**Extracted records:**
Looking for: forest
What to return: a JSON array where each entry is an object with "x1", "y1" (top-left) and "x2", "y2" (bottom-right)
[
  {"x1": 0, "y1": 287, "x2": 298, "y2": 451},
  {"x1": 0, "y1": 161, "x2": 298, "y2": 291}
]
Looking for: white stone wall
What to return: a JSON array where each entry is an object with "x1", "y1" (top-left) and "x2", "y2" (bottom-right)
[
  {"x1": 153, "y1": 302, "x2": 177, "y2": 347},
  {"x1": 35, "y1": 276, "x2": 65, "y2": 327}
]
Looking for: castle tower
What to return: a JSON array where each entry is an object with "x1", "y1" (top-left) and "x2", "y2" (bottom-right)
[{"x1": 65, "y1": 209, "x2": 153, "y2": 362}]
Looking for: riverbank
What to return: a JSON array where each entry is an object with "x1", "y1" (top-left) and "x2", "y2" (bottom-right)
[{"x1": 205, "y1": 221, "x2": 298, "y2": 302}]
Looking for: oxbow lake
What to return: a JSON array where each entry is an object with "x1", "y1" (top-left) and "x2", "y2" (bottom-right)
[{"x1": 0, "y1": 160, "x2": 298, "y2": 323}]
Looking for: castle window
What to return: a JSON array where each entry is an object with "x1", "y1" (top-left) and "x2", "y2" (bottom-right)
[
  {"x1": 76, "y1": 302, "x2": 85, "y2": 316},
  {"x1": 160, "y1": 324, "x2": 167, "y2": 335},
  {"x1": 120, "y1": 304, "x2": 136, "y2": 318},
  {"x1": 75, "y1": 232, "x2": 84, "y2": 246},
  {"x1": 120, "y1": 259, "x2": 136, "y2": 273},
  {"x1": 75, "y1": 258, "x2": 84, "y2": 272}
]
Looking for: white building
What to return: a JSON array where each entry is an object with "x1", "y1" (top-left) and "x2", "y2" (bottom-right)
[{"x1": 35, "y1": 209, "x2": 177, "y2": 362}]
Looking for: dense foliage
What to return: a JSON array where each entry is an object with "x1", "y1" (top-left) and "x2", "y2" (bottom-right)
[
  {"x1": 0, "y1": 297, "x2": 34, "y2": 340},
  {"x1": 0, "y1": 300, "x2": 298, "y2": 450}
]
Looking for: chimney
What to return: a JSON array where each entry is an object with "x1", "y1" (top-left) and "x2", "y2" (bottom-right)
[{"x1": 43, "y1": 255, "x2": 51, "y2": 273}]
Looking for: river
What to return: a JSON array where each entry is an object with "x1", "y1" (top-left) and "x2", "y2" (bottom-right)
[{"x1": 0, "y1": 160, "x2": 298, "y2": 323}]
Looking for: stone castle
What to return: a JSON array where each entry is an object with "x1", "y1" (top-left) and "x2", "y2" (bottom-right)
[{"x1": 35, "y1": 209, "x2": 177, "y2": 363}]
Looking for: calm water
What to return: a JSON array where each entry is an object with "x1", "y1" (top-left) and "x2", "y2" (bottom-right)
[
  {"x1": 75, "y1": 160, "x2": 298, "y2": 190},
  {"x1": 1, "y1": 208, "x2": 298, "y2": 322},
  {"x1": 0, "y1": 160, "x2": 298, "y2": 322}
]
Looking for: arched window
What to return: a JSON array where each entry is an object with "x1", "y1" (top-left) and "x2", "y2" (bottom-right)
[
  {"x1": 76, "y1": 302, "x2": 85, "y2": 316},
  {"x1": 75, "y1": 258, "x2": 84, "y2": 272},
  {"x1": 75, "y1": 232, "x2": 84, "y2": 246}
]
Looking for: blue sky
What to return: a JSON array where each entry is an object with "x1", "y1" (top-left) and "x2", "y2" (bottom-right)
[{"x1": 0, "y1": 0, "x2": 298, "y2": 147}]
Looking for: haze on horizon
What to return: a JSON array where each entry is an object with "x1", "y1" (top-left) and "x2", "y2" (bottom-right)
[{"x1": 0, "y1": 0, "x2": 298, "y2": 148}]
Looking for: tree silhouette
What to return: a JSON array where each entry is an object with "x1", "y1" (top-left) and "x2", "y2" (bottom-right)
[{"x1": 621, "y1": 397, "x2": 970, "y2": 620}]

**To do:**
Rewrite all the items above, substituting "Target label" for "Looking for" and leaving everything else unchanged.

**Exercise response:**
Target label: forest
What to return: a JSON array where each entry is an object with "x1", "y1" (top-left) and "x2", "y2" (bottom-right)
[
  {"x1": 0, "y1": 287, "x2": 298, "y2": 451},
  {"x1": 0, "y1": 161, "x2": 298, "y2": 291}
]
Target label: white stone wall
What to return: a JSON array where each entry is an object with "x1", "y1" (top-left) and "x2", "y2" (bottom-right)
[
  {"x1": 153, "y1": 302, "x2": 177, "y2": 347},
  {"x1": 35, "y1": 276, "x2": 65, "y2": 327}
]
Target label: castle tower
What to return: a JSON array where each entry is an object with "x1", "y1" (top-left) and "x2", "y2" (bottom-right)
[{"x1": 65, "y1": 209, "x2": 153, "y2": 362}]
Target label: riverbank
What to return: a JSON array where each entry is an object with "x1", "y1" (top-left) and "x2", "y2" (bottom-right)
[{"x1": 205, "y1": 221, "x2": 298, "y2": 302}]
Target label: oxbow lake
What to return: a JSON array where each entry is an object with "x1", "y1" (top-left) and "x2", "y2" (bottom-right)
[{"x1": 0, "y1": 160, "x2": 298, "y2": 323}]
Target label: castle window
What to return: a JSON array where each entry is an object with "x1", "y1" (top-left) and "x2", "y2" (bottom-right)
[
  {"x1": 76, "y1": 302, "x2": 85, "y2": 316},
  {"x1": 160, "y1": 324, "x2": 167, "y2": 335},
  {"x1": 120, "y1": 304, "x2": 136, "y2": 318},
  {"x1": 75, "y1": 232, "x2": 84, "y2": 246},
  {"x1": 120, "y1": 259, "x2": 136, "y2": 273},
  {"x1": 75, "y1": 258, "x2": 84, "y2": 272}
]
Target label: white building
What to return: a JSON array where each entry is an object with "x1", "y1" (top-left) and "x2", "y2" (bottom-right)
[{"x1": 35, "y1": 209, "x2": 177, "y2": 362}]
Target label: dense foliage
What to return: a JSON array where each entry is an object with "x1", "y1" (top-left) and "x2", "y2" (bottom-right)
[
  {"x1": 0, "y1": 297, "x2": 34, "y2": 340},
  {"x1": 0, "y1": 300, "x2": 298, "y2": 450}
]
Target label: chimney
What to return: a JSON array where each entry is an object with "x1", "y1" (top-left) and "x2", "y2" (bottom-right)
[{"x1": 43, "y1": 255, "x2": 51, "y2": 273}]
Target label: river
What to return: a JSON array where each entry is an object with "x1", "y1" (top-left) and "x2", "y2" (bottom-right)
[{"x1": 0, "y1": 160, "x2": 298, "y2": 323}]
Target label: stone castle
What to return: a JSON array where each entry is an object with "x1", "y1" (top-left) and "x2", "y2" (bottom-right)
[{"x1": 35, "y1": 209, "x2": 177, "y2": 363}]
Target label: calm water
What to return: a JSON array where each entry is an object with "x1", "y1" (top-left) and "x2", "y2" (bottom-right)
[
  {"x1": 75, "y1": 160, "x2": 298, "y2": 190},
  {"x1": 1, "y1": 208, "x2": 298, "y2": 322},
  {"x1": 0, "y1": 160, "x2": 298, "y2": 322}
]
Target label: arched window
What to return: a JSON array where each entry is an object with "x1", "y1" (top-left) and "x2", "y2" (bottom-right)
[
  {"x1": 76, "y1": 302, "x2": 85, "y2": 316},
  {"x1": 75, "y1": 258, "x2": 84, "y2": 272},
  {"x1": 75, "y1": 232, "x2": 84, "y2": 246}
]
Target label: blue sky
What to return: a JSON array where each entry is an object with "x1", "y1" (top-left) and "x2", "y2" (bottom-right)
[{"x1": 0, "y1": 0, "x2": 298, "y2": 147}]
Target label: haze on horizon
What to return: a JSON array where each entry is an object with "x1", "y1" (top-left) and "x2", "y2" (bottom-right)
[{"x1": 0, "y1": 0, "x2": 298, "y2": 148}]
Target label: tree silhouette
What to return: a JSON array where each entry is an object with "x1", "y1" (top-left) and "x2", "y2" (bottom-right)
[{"x1": 621, "y1": 397, "x2": 970, "y2": 620}]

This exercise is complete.